(Collected data entries)
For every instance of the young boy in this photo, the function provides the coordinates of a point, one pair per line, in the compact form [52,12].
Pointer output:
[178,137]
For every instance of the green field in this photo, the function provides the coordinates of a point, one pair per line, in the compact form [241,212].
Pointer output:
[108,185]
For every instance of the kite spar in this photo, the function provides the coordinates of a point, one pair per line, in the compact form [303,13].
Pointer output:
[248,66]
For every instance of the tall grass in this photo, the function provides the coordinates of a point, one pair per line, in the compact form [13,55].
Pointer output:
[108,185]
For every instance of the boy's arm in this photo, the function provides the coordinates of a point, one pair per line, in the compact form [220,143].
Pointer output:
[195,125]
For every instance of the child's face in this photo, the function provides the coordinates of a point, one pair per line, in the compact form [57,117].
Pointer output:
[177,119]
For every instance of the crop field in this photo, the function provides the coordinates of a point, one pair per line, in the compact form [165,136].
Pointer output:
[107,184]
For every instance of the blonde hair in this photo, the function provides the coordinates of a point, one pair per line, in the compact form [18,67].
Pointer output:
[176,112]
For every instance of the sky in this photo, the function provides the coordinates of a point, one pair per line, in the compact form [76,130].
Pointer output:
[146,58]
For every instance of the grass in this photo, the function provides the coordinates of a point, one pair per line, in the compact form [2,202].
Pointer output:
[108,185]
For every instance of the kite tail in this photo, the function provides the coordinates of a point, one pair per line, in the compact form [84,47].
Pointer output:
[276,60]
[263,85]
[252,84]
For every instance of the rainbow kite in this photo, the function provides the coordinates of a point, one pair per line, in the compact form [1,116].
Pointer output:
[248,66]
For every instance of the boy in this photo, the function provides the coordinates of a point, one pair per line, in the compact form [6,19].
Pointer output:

▸ The task
Every line above should be printed again exactly as it stands.

▸ Final result
For every instance of the young boy in this photo, the function provides the coordinates of a point, one pair per line, in the compact form [52,12].
Pointer output:
[178,137]
For every instance of the green field in this photo, the function provides the coordinates of a point, one pair per line, in the compact form [241,212].
Pointer output:
[108,185]
For every instance of the kite spar in this photo, the function provides the coordinates of a point, one pair per line, in the compact form [303,13].
Pointer output:
[248,66]
For every instance of the tall grass in this photo, the function provides the coordinates of a point, one pair per line, in the compact form [13,55].
Pointer output:
[108,185]
For every instance of the boy's arm in this photo, the function provides the coordinates of a point, one pair per line, in the compact form [220,143].
Pointer output:
[195,125]
For every instance of the child's face in this photo, the function provides the coordinates of a point, one pair per line, in the compact form [57,117].
Pointer output:
[177,119]
For every instance of the crop field in this photo, the function provides the coordinates of a point, one pair per line, in the compact form [165,136].
Pointer output:
[107,184]
For every instance of the blonde hair in this photo, the function provides the coordinates of a point, one pair per line, in the compact form [18,67].
Pointer output:
[176,112]
For every instance of the sky in this photo, the function provides the coordinates of a point, one pair per line, in the compact form [76,130].
Pointer output:
[146,58]
For every instance of the grass in this photo, the function provides the coordinates of a point, one pair per line, in the compact form [2,202].
Pointer output:
[108,185]
For every instance of the kite tail in this photo, the function provides the coordinates of a point, one pair per line, in the compact form [84,47].
Pointer output:
[276,60]
[263,85]
[252,84]
For every instance of the rainbow kite in this photo, the function provides the coordinates of a point, one pair per line, in the compact form [1,116].
Pointer output:
[248,66]
For every instance of the boy in this photo, the function provides the coordinates of a point, one pair per line, in the compact form [6,19].
Pointer output:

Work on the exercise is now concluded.